Work instructions: Print the data below exactly as it appears.

Data for review:
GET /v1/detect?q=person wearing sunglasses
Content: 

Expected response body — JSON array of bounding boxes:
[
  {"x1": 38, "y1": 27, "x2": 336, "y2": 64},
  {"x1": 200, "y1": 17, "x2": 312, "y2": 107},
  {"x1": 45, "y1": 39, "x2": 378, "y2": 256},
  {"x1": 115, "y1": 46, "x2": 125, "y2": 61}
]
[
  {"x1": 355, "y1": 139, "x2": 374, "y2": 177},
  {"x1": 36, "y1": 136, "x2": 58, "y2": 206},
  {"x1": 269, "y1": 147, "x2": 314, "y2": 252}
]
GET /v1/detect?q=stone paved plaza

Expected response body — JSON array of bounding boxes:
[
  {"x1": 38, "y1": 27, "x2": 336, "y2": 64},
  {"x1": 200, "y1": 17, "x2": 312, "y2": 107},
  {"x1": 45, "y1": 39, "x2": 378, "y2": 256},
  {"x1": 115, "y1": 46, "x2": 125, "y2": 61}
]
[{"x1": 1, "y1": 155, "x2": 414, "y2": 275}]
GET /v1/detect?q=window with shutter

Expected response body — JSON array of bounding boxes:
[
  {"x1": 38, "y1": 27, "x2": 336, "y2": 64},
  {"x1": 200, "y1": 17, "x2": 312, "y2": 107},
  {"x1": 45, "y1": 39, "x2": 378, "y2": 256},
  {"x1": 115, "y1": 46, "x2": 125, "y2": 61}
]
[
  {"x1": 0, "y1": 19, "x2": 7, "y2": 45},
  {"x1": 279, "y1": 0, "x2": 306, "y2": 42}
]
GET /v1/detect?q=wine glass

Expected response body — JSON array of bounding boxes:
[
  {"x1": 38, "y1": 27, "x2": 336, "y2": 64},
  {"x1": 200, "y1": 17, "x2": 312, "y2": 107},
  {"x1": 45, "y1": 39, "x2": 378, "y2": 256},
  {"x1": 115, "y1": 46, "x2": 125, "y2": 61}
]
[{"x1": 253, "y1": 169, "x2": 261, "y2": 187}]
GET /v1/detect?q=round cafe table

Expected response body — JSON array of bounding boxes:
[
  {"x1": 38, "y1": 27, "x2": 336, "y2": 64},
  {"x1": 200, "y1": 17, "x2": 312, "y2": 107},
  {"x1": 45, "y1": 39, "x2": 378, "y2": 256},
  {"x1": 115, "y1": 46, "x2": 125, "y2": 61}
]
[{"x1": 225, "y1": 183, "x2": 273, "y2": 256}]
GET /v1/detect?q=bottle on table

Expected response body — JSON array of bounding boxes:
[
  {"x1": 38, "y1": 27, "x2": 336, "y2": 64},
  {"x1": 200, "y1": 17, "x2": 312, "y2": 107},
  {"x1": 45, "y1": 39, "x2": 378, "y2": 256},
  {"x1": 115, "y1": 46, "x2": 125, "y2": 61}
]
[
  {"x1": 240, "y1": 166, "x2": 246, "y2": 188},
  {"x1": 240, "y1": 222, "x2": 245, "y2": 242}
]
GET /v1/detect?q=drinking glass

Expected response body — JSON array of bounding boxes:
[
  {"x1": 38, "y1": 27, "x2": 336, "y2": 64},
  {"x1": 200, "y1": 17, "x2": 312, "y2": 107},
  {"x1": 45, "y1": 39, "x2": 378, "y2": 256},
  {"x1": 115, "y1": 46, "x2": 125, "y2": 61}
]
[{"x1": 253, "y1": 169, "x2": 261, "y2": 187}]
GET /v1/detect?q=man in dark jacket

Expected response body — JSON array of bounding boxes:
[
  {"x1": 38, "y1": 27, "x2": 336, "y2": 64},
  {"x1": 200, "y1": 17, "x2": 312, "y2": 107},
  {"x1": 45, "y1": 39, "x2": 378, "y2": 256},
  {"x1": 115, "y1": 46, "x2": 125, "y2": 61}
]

Response area:
GET /v1/detect?q=person wearing sunglasses
Content: 

Expected response body — JSON array of bounding boxes:
[
  {"x1": 38, "y1": 27, "x2": 336, "y2": 64},
  {"x1": 200, "y1": 17, "x2": 312, "y2": 107},
  {"x1": 45, "y1": 39, "x2": 378, "y2": 256},
  {"x1": 115, "y1": 46, "x2": 125, "y2": 61}
]
[
  {"x1": 355, "y1": 139, "x2": 374, "y2": 177},
  {"x1": 36, "y1": 136, "x2": 58, "y2": 206},
  {"x1": 269, "y1": 147, "x2": 314, "y2": 252}
]
GET /v1/detect?q=stone paved plaza

Expected response body — JSON array of bounding boxes:
[
  {"x1": 38, "y1": 27, "x2": 336, "y2": 64},
  {"x1": 200, "y1": 17, "x2": 312, "y2": 107},
  {"x1": 45, "y1": 39, "x2": 378, "y2": 256},
  {"x1": 115, "y1": 46, "x2": 125, "y2": 61}
]
[{"x1": 1, "y1": 155, "x2": 414, "y2": 275}]
GET /v1/detect?q=window with shutter

Expected response body — JSON array of bounding boxes:
[
  {"x1": 38, "y1": 27, "x2": 336, "y2": 64},
  {"x1": 200, "y1": 17, "x2": 312, "y2": 107},
  {"x1": 45, "y1": 39, "x2": 378, "y2": 256},
  {"x1": 115, "y1": 46, "x2": 125, "y2": 61}
]
[
  {"x1": 0, "y1": 19, "x2": 7, "y2": 45},
  {"x1": 279, "y1": 0, "x2": 306, "y2": 42}
]
GET /v1/detect?q=wine glass

Expected response body — JSON array of bounding boxes:
[
  {"x1": 38, "y1": 27, "x2": 336, "y2": 64},
  {"x1": 200, "y1": 17, "x2": 312, "y2": 107},
  {"x1": 45, "y1": 39, "x2": 378, "y2": 256},
  {"x1": 115, "y1": 46, "x2": 125, "y2": 61}
]
[{"x1": 253, "y1": 169, "x2": 261, "y2": 187}]
GET /v1/detect?q=round cafe table

Expected response body — JSON array of bounding boxes:
[
  {"x1": 38, "y1": 27, "x2": 336, "y2": 64},
  {"x1": 200, "y1": 17, "x2": 312, "y2": 107},
  {"x1": 45, "y1": 39, "x2": 378, "y2": 256},
  {"x1": 115, "y1": 46, "x2": 125, "y2": 61}
]
[{"x1": 225, "y1": 183, "x2": 273, "y2": 256}]
GET /v1/detect?q=bottle on table

Expected response body — JSON array of bounding boxes:
[
  {"x1": 38, "y1": 27, "x2": 336, "y2": 64},
  {"x1": 200, "y1": 17, "x2": 312, "y2": 107},
  {"x1": 45, "y1": 39, "x2": 378, "y2": 256},
  {"x1": 115, "y1": 46, "x2": 125, "y2": 61}
]
[
  {"x1": 240, "y1": 166, "x2": 246, "y2": 188},
  {"x1": 240, "y1": 222, "x2": 245, "y2": 242}
]
GET /v1/detect?q=drinking glass

Expected response body — JSON array of bounding boxes:
[
  {"x1": 38, "y1": 27, "x2": 336, "y2": 64},
  {"x1": 200, "y1": 17, "x2": 312, "y2": 107},
  {"x1": 45, "y1": 39, "x2": 378, "y2": 256},
  {"x1": 115, "y1": 46, "x2": 125, "y2": 61}
]
[{"x1": 253, "y1": 169, "x2": 261, "y2": 187}]
GET /v1/detect?q=man in dark jacket

Expected response body — JSON array of bounding boxes:
[
  {"x1": 38, "y1": 27, "x2": 336, "y2": 64},
  {"x1": 200, "y1": 17, "x2": 312, "y2": 107},
  {"x1": 45, "y1": 39, "x2": 378, "y2": 256},
  {"x1": 115, "y1": 46, "x2": 125, "y2": 61}
]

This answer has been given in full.